Record extracts =
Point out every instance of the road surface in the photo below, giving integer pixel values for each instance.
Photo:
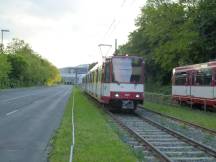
(28, 118)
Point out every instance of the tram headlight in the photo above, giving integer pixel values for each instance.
(137, 96)
(116, 95)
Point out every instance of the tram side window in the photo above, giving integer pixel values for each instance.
(180, 78)
(107, 72)
(204, 77)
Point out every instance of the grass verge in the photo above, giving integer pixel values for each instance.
(61, 141)
(95, 139)
(205, 119)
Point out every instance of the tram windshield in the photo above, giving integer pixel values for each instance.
(127, 70)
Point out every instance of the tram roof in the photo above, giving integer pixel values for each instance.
(210, 64)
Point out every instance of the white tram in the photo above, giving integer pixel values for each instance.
(195, 84)
(118, 81)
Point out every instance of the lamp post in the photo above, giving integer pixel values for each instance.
(104, 45)
(2, 37)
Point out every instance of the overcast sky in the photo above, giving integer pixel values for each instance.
(67, 32)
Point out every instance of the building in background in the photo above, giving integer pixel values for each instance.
(74, 75)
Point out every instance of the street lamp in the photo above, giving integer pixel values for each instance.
(104, 45)
(2, 32)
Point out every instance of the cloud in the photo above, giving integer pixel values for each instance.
(68, 32)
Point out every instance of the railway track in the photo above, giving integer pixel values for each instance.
(210, 131)
(164, 143)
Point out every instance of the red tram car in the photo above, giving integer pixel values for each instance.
(118, 81)
(195, 84)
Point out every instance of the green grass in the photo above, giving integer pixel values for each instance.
(95, 139)
(61, 142)
(205, 119)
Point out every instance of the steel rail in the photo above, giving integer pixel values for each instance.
(180, 136)
(211, 131)
(156, 152)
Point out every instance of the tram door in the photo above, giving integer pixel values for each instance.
(105, 90)
(188, 84)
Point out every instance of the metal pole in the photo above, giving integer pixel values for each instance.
(2, 37)
(115, 46)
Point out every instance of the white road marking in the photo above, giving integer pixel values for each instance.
(11, 112)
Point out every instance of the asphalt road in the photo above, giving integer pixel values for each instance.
(28, 119)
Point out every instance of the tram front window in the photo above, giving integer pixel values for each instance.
(127, 70)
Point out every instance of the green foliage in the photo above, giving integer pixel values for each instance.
(173, 33)
(23, 67)
(5, 68)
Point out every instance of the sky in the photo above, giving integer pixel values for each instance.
(68, 32)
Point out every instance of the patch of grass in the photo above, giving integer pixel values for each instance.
(205, 119)
(95, 139)
(61, 142)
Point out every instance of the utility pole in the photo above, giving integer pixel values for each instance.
(104, 45)
(2, 38)
(115, 54)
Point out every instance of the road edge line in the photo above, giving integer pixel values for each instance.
(73, 132)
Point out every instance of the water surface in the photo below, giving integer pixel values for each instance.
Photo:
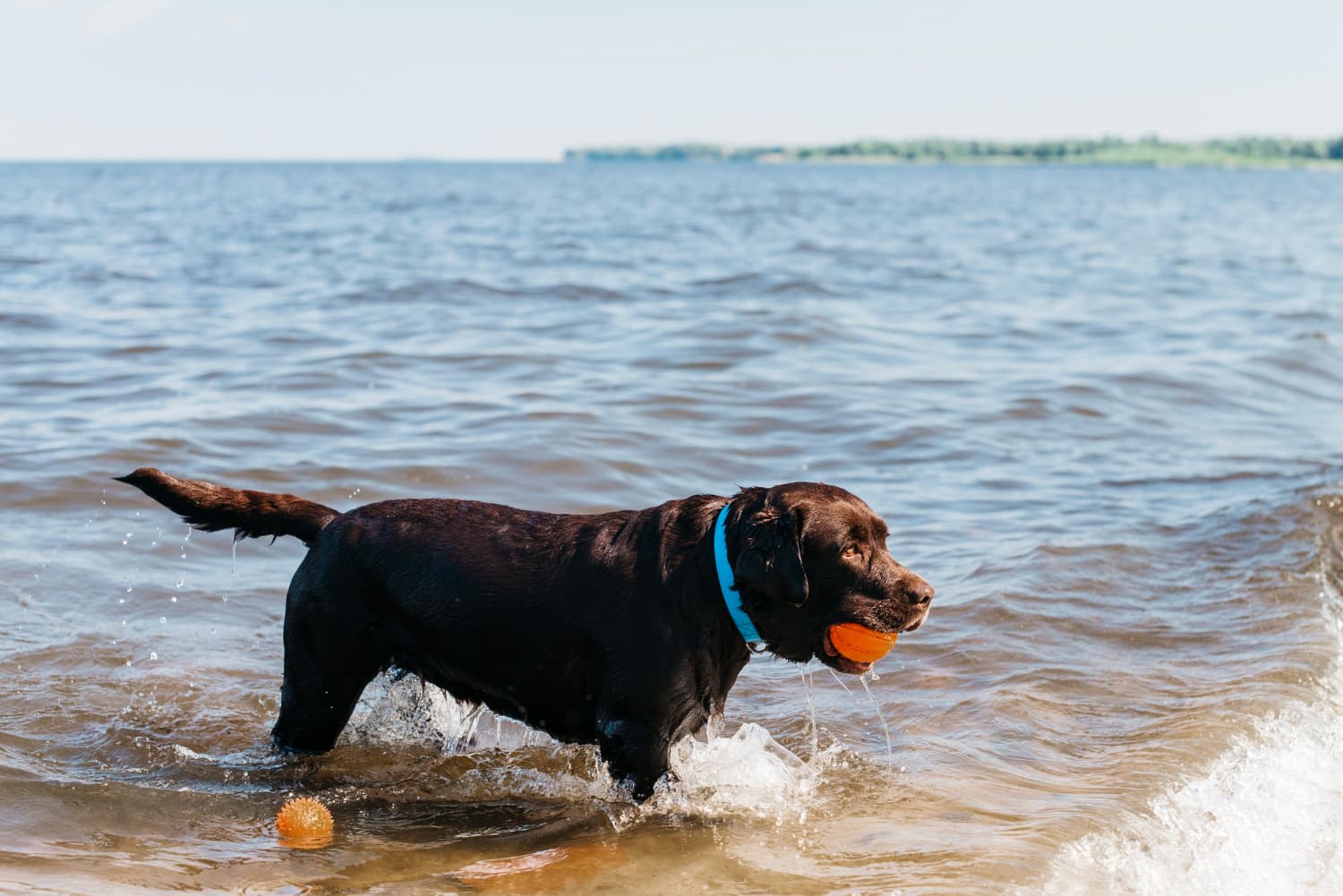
(1099, 408)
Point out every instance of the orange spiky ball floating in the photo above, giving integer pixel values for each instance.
(859, 643)
(304, 823)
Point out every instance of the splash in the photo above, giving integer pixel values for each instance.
(712, 775)
(1265, 818)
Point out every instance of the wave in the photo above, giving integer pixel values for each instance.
(714, 775)
(1264, 818)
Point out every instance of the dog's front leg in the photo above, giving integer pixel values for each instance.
(634, 751)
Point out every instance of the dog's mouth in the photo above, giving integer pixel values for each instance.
(827, 654)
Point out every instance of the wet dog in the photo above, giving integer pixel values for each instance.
(623, 629)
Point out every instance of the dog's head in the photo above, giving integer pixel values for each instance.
(811, 555)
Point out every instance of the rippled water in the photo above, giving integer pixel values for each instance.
(1099, 408)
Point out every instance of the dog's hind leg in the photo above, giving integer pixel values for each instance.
(332, 651)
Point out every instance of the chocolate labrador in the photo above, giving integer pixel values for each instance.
(623, 629)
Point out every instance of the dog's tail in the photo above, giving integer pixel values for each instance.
(252, 515)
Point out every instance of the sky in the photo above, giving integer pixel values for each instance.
(507, 80)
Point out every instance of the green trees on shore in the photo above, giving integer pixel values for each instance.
(1107, 150)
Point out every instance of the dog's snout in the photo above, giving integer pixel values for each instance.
(920, 593)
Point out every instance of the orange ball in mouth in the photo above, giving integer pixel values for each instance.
(859, 643)
(305, 823)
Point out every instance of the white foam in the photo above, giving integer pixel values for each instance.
(1265, 818)
(712, 775)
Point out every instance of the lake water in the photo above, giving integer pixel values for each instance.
(1100, 408)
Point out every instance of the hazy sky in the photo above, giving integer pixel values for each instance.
(504, 80)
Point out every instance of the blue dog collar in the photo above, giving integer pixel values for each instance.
(730, 592)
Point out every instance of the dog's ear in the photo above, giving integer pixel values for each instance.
(770, 555)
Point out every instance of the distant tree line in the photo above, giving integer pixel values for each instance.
(1104, 150)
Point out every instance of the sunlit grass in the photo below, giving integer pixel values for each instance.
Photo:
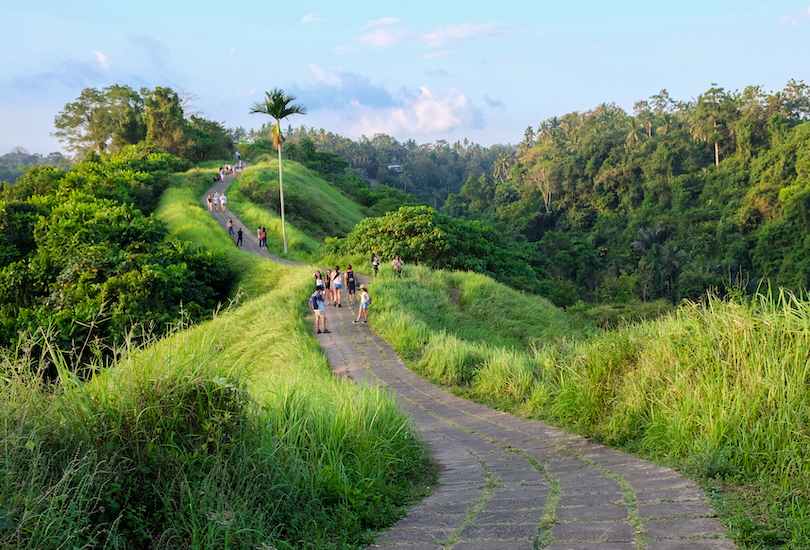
(230, 434)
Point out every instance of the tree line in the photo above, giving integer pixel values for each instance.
(109, 119)
(613, 207)
(428, 171)
(664, 202)
(82, 259)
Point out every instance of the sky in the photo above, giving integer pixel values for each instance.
(427, 71)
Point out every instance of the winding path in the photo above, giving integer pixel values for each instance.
(511, 484)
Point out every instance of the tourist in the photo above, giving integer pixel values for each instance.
(337, 285)
(365, 300)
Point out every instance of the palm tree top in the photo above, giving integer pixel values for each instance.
(278, 105)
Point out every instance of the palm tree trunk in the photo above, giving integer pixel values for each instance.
(281, 191)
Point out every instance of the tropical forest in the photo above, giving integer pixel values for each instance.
(638, 278)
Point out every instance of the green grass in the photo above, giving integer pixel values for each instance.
(314, 209)
(718, 389)
(229, 434)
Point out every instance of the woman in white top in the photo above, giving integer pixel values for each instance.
(337, 285)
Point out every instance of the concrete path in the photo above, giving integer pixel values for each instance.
(250, 240)
(511, 484)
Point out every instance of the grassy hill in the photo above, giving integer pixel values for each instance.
(313, 207)
(718, 389)
(228, 434)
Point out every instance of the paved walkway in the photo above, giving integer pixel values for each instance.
(511, 484)
(250, 240)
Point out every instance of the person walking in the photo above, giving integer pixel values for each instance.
(319, 286)
(365, 301)
(337, 285)
(316, 303)
(328, 284)
(397, 263)
(349, 279)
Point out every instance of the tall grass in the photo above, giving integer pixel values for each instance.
(230, 434)
(718, 388)
(314, 208)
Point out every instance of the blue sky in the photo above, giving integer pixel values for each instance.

Given instruction =
Reproduce all of the items above, swapping "integer pixel values" for "whole-number pixel coordinates" wherever it occurs and leaving everything else unchanged. Omit the pictures from your answer.

Answer to this task =
Point out every instance of the road surface in the photo below, giving whole-number pixel coordinates for each instance.
Photo:
(28, 118)
Point out every instance of the tram headlight in the photo above, giving whole-number pixel coordinates for each instance.
(137, 96)
(116, 95)
Point out every instance of the tram side window in the photo above, giving whole-number pixel coordinates for each instance.
(180, 78)
(107, 72)
(204, 77)
Point out every instance of the grass verge in the photo above, giving whole-number pixel coordinates for each instance.
(61, 141)
(95, 139)
(205, 119)
Point out every instance of the tram windshield in the photo above, giving whole-number pixel coordinates for each instance.
(127, 70)
Point out every instance of the tram roof in the photo above, giving whole-number pixel coordinates for each instance.
(210, 64)
Point out every instance of the white tram in the photo above, giving whole-number pixel coordinates for each instance.
(195, 84)
(118, 81)
Point out every instance of the lamp post in the photo above, giving whole-number pixel coordinates for each instance.
(104, 45)
(2, 37)
Point out every instance of the overcast sky in the photo above, giving whole-number pixel coordinates for each instance.
(67, 32)
Point out every instance of the building in background in the photo above, giving whole-number pixel coordinates for each instance.
(74, 75)
Point out every instance of the street lamp in the photo above, giving whole-number pixel coordinates for each instance.
(104, 45)
(2, 32)
Point out every instance of the cloud in the photo above, giving whole-number pixel coordinates for each instance.
(68, 32)
Point out every instance of the railway track in the photo above, giving whole-number pixel coordinates for each instance.
(210, 131)
(164, 143)
Point out every instance of the red tram car in the photo above, giving whole-number pixel coordinates for each instance.
(118, 81)
(195, 84)
Point out every instance of the green grass in the photo above, giving whole-number pixel coordinates for each instance.
(95, 139)
(61, 142)
(205, 119)
Point out every instance of the steel rail in the photo above, giving whole-number pixel coordinates for each instance.
(180, 136)
(211, 131)
(156, 152)
Point out every instance of the tram door in the photo above, giving whole-number pixel coordinates for each instance.
(105, 90)
(188, 84)
Point out every instance of the metal pole in the photo above, giving whole-number pixel coordinates for each instance.
(2, 37)
(115, 46)
Point out every instance of the white road marking in the photo above, giving whole-number pixel coordinates for each instance.
(11, 112)
Point out every instance of the asphalt road in the photo above, giving whole-number pixel coordinates for each instance.
(28, 119)
Point out every instance of the tram front window in the photo above, giving whole-number pixel coordinates for each instance.
(127, 70)
Point out every instance of the green foliage in the photo above, giving whole-number pixel coordinates for each instance.
(173, 33)
(23, 67)
(5, 68)
Point out every instance of the sky in the photo above, giving whole-number pixel coordinates for each instance.
(68, 32)
Point out every instance of the patch of grass in the photo above, giving whole-number pixel coordinates for each instance.
(205, 119)
(95, 139)
(61, 142)
Point out every instance of the utility pole in the photo above, giving whole-number pixel coordinates for each instance.
(104, 45)
(2, 38)
(115, 54)
Point out every instance of the road edge line in the photo above, giving whole-number pixel coordinates for each instance.
(73, 132)
Point out every instance of the water surface in the photo below, giving whole-number pixel coordinates for each instance.
Photo:
(1099, 408)
Point out every instance of the orange spiky ball floating in the photo above, giving whole-number pixel coordinates for each instance.
(859, 643)
(304, 823)
Point out every instance of the splash in the photo above, giving whole-number pixel coordinates for each instance.
(712, 775)
(1265, 818)
Point out every instance of the wave in the photo above, giving whole-number pixel coordinates for each instance.
(714, 775)
(1264, 818)
Point out every instance of the dog's front leg in the photo above, giving whole-number pixel coordinates for each instance.
(634, 751)
Point out every instance of the dog's mouth in the photo above, giving whole-number pixel coordinates for each instance.
(827, 654)
Point out every instance of the wet dog in the photo above, giving whole-number pixel coordinates for each instance.
(623, 629)
Point out every instance of the dog's head in the photo above, giving whole-number pixel coordinates for each instance.
(811, 555)
Point out every instance of the rippled water in the photo above, giving whole-number pixel coordinates for each instance.
(1099, 408)
Point out every instance of the dog's hind leg in the photo above, giving whole-number pixel coordinates for each instance.
(332, 651)
Point out every instance of the chocolate labrador in the photo above, giving whole-number pixel coordinates for each instance.
(623, 629)
Point out every instance of the dog's tail in the photo above, giving whole-number pixel coordinates for each instance.
(252, 515)
Point out every instance of the sky in the photo above, giving whole-number pixel coordinates for each instance.
(507, 80)
Point out every instance of the green trees on shore in the photo above, giving whole-number pixel coordinates for each instance.
(1107, 150)
Point out every instance of the dog's snout in the photo above, giving whole-number pixel coordinates for each instance.
(920, 593)
Point out every instance of the orange ball in mouth in the photo above, giving whole-number pixel coordinates for each instance.
(859, 643)
(305, 823)
Point out every instance of the white foam in the photo above, giving whole-number pixel coordinates for each instance.
(1265, 818)
(712, 775)
Point out every instance of the lake water in the photo above, giving whole-number pixel coordinates for each instance.
(1100, 408)
Point out every instance of the hazy sky in the photo above, giving whole-number pixel coordinates for each instance.
(504, 80)
Point out every instance of the blue dog collar in the photo above, giving whole-number pixel coordinates for each instance.
(730, 592)
Point out every instance of the dog's ear in the photo above, giving whole-number pixel coordinates for each instance.
(770, 555)
Point out every instance of the distant tree line in the photo above, giving whole-number pixel coordinates for each instance.
(1104, 150)
Point out every instance of the sunlit grass in the photo below, giving whole-number pixel coordinates for each instance.
Photo:
(230, 434)
Point out every instance of the tree line in the photo above, giving whole-number pixel coordinates for each instance.
(109, 119)
(613, 207)
(428, 171)
(664, 202)
(82, 259)
Point out every instance of the sky in the photo above, giving whole-number pixel coordinates for each instance.
(427, 71)
Point out every instance of the winding path in the photo above, giving whole-number pixel coordinates for each instance.
(511, 484)
Point out every instance of the tourist in the photo above, giving whole-number pixel coordinates for each instance.
(337, 285)
(365, 300)
Point out every instance of the palm tree top in the photo above, giving whole-number pixel coordinates for each instance.
(278, 105)
Point out every instance of the palm tree trunk in the photo above, giving whole-number pixel coordinates for each instance.
(281, 191)
Point out every instance of the tropical forest in the photo above, giving whole-number pixel coordinates for each instance.
(638, 278)
Point out every instance of the green grass in the photo above, giving whole-number pixel coordinates for each instance.
(314, 209)
(718, 389)
(229, 434)
Point out every instance of the woman in white top in the photo above, giving whole-number pixel coordinates for each instance.
(337, 285)
Point out every instance of the concrete path in the photo above, giving whole-number pixel coordinates for each instance.
(250, 240)
(511, 484)
Point out every instance of the grassy hill in the photo above, giving whole-number pixel coordinates for each instance.
(313, 207)
(718, 389)
(228, 434)
Point out every instance of the paved walkway in the photo above, giving whole-number pixel coordinates for each instance.
(511, 484)
(250, 240)
Point out every instance of the person walking in the photo above, giving whole-number pixel coordinates for each instance.
(319, 286)
(365, 301)
(337, 285)
(316, 303)
(328, 284)
(397, 263)
(349, 279)
Point out every instance of the tall grass in the photo above, giving whole-number pixel coordinates for each instance.
(230, 434)
(718, 388)
(314, 208)
Point out every instance of the blue sky in the photo above, giving whole-number pixel coordinates for each instance.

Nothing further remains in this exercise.